MS: I was in 10cc for close to 14 years and loved it! Graham is a wonderful guy and an iconic songwriter. We played all over the world and the band was always loved wherever we performed! I played mainly keys with the band but also did a bit of bass and electric now and again. Vocals have always been a big part of the band and I always enjoyed the singing parts immensely. The pressure of other gigs has meant unfortunately I had to stop doing it but great memories still remain. Iain Hornal joined around the time I left and is a perfect fit for them. We even did a few crossover gigs together! I loved doing “Good Morning Judge” as I played bass and “The Things We Do For Love” is brilliant but nothing beats playing “I’m Not In Love”.
KJS: Your career seems to have never stopped expanding and evolving as you've also been the Musical Director for Annie Lennox more or less from the time that you started working with 10cc in 2002. You also produced her albums "Songs Of Mass Destruction" in 2007 and "A Christmas Cornucopia" in 2010. I imagine that this is another string to your bow that you've thoroughly enjoyed! How did the opportunity to work with Annie come about? Is there also a stand out moment from working with Annie that you'd care to recall?
MS: Annie has been a wonderful friend and colleague since I started working with her in the very early 2000’s. I met her initially to put together and MD her first real solo tours in 2002-3. She is a truly inspiring performer and writer and I can honestly say some of my greatest musical moments have been in her company! As she started to perform less, I started to work with her in the studio and eventually we formed a great working partnership on her later albums which were also recorded at my own studio. As well as the albums you’ve mentioned, one of the big highlights for me was to be nominated for a Grammy for “Nostalgia”, an album we did in 2015. We performed the key track “I Put A Spell On You” at the 2016 Grammys and Annie very definitely stole the show. The same song also became the opening music for “50 Shades of Grey” which was a big highlight for me as a producer and performer. There are too many magical moments to mention with Annie, maybe in another interview I’ll elaborate!
Star of the Show: Mike's solo releases
KJS: You were asked to oversee the Queen's Jubilee Concert at Buckingham Palace in 2012 and also the closing ceremony for the London Olympics. They both must've been a huge honour for you and hopefully not too much pressure! Did you get to enjoy both occasions when I imagine that there were many aspects of both productions keeping you busy?
MS: The Diamond Jubilee was without doubt the biggest job I ever took on! It was wonderful and scary all at the same time. Coordinating playing and organising the music and musicians for such a massive concert was daunting and knowing that we were playing live to nearly a billion people meant I could only really enjoy it after we had done it ... Ha! Again there are many stories associated with that day, too many to recount but it was fun and a great experience! Especially the after show in Buckingham Palace ... brilliantly surreal!
KJS: Fast forward to 2013 when you and the TT band were 'borrowed' by Jeff courtesy of Gary Barlow for the Children In Need Rocks concert and the ELO ball started rolling, proverbially speaking. Not long after that, Hyde Park happened and then three major tours not forgetting Glastonbury and the Rock & Roll Hall of Fame Induction. I guess that your work with Take That10cc and Annie Lennox meant that you had covered many genres and styles. How did you find learning and arranging all those great Electric Light Orchestra hits for the live shows? Were there any challenges that you'd not experienced before or were the songs something you took to instantly? You look very comfortable with Jeff on stage. What is working with Jeff like?

######

◆ SHORT PROBLEM 1
Quote the records word for word, beginning with the line that contains "Indicate one point per instance of the horse head" and continuing through the end of the records.
The interview and the records are unrelated material.

######

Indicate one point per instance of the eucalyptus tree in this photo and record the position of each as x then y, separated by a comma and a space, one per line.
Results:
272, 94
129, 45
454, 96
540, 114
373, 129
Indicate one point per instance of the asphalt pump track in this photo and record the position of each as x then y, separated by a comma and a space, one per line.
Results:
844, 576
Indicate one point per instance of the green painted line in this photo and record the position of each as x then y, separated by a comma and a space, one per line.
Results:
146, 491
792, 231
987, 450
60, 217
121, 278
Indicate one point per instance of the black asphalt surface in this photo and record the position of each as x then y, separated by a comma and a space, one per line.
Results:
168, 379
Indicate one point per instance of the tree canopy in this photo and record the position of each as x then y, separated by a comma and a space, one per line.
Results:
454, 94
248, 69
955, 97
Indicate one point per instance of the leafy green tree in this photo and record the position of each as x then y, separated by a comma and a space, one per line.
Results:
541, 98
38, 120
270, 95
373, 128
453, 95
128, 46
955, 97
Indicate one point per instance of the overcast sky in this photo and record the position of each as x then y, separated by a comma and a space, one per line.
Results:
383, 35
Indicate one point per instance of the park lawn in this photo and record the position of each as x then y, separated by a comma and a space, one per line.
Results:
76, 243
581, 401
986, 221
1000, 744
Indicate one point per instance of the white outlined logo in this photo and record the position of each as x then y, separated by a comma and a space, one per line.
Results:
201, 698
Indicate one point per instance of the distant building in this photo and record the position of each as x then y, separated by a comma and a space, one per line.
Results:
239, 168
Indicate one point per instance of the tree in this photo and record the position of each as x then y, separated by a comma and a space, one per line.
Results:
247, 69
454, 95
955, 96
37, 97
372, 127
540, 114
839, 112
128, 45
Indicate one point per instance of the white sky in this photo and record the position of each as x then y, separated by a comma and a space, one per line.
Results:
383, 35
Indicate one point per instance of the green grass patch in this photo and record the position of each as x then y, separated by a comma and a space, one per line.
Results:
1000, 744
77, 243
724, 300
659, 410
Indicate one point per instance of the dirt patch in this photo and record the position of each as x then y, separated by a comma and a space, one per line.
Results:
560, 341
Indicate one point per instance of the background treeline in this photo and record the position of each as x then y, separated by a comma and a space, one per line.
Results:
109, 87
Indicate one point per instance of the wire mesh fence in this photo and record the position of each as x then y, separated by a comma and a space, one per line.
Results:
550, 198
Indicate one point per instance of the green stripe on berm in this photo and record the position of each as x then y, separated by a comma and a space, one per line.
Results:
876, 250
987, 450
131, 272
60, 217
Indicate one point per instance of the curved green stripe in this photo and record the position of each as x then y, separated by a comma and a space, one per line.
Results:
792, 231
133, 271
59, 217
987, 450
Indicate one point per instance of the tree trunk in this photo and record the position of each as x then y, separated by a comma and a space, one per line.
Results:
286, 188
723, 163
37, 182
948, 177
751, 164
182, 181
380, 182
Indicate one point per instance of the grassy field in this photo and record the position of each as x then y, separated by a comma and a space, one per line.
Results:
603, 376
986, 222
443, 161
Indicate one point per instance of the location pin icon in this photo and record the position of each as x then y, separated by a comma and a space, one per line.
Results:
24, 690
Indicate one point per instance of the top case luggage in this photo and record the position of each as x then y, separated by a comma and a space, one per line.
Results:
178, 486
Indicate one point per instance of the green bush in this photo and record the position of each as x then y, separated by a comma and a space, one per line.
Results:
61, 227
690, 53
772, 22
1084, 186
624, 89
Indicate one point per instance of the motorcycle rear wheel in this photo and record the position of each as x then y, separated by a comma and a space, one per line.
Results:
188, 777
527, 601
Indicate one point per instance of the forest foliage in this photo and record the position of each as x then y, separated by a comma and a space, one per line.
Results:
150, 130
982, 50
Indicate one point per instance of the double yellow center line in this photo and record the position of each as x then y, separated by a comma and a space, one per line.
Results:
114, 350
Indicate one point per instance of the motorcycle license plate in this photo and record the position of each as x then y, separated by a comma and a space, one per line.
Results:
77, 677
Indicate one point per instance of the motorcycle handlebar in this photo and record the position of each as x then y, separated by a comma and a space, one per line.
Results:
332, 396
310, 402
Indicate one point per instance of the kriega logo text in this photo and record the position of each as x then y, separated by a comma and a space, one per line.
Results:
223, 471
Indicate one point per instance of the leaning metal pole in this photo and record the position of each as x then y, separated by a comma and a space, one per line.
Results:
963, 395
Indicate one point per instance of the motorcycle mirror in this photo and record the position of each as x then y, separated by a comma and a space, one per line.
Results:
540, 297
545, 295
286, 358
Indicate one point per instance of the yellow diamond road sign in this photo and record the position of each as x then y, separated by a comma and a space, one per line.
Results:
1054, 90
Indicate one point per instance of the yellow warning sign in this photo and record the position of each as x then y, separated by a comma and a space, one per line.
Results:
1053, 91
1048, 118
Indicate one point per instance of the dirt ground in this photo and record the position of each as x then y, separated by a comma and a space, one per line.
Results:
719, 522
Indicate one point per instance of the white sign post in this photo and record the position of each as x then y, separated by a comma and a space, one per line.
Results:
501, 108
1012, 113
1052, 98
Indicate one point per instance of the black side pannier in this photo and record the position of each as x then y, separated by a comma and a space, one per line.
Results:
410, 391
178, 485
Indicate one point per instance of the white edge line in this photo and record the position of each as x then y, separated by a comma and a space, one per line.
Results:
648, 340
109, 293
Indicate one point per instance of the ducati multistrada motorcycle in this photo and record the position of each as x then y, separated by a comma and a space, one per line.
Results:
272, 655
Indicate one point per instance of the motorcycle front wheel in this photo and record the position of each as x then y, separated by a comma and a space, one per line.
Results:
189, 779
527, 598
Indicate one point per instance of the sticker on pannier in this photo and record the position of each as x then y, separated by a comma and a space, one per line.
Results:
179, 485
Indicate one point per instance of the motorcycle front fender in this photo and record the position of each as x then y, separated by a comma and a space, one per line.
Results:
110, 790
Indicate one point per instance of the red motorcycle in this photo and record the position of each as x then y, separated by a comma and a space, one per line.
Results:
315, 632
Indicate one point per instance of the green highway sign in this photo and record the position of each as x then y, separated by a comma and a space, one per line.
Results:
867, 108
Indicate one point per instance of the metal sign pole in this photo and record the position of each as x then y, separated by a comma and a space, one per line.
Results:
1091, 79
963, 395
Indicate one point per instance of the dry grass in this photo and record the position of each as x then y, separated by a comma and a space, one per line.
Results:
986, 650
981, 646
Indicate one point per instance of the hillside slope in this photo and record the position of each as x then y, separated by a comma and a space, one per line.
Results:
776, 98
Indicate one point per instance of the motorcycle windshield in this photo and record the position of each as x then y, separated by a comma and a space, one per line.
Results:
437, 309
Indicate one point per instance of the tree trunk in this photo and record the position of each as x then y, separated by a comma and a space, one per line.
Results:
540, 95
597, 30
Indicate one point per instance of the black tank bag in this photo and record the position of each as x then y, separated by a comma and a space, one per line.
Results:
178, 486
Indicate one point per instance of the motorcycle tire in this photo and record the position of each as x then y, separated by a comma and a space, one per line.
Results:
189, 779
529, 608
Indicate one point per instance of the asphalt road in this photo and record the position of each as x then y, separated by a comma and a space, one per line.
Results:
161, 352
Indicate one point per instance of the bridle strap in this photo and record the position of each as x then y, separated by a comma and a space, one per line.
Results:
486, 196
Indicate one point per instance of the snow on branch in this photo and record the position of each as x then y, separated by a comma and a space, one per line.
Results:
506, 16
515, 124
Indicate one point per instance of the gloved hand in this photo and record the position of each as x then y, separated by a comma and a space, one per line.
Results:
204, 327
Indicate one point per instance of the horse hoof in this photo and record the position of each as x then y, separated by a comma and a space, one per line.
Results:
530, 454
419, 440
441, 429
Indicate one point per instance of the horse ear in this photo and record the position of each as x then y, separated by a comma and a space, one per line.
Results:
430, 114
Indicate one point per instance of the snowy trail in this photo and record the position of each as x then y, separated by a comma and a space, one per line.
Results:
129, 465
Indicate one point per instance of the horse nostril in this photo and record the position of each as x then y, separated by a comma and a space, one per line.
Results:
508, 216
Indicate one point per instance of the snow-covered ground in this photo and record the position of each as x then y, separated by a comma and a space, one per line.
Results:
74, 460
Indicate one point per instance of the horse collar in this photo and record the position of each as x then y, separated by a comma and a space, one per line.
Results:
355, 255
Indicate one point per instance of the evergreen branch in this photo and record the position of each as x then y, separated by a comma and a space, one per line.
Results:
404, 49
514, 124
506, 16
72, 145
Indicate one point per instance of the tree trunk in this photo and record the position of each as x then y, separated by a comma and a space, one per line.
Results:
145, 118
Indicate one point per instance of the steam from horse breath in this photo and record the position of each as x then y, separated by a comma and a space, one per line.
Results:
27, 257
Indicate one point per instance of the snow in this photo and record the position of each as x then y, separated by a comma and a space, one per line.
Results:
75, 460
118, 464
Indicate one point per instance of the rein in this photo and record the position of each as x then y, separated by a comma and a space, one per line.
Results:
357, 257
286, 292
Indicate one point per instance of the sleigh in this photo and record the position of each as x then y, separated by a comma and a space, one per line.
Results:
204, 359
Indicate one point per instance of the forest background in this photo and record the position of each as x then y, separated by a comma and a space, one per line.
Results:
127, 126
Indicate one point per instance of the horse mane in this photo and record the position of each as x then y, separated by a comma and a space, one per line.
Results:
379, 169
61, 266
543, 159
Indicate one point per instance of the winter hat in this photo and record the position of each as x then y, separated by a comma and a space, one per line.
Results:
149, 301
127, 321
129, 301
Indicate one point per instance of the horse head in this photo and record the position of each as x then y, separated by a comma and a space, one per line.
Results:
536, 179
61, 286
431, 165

######

◆ SHORT PROBLEM 2
In the interview, which album was nominated for a Grammy?

◆ FULL SOLUTION 1
Indicate one point per instance of the horse head in this photo and record the position of each as x then y, separated by a comma and a space, one per line.
Results:
536, 179
61, 286
431, 165

◆ FULL SOLUTION 2
"Nostalgia," the 2015 album.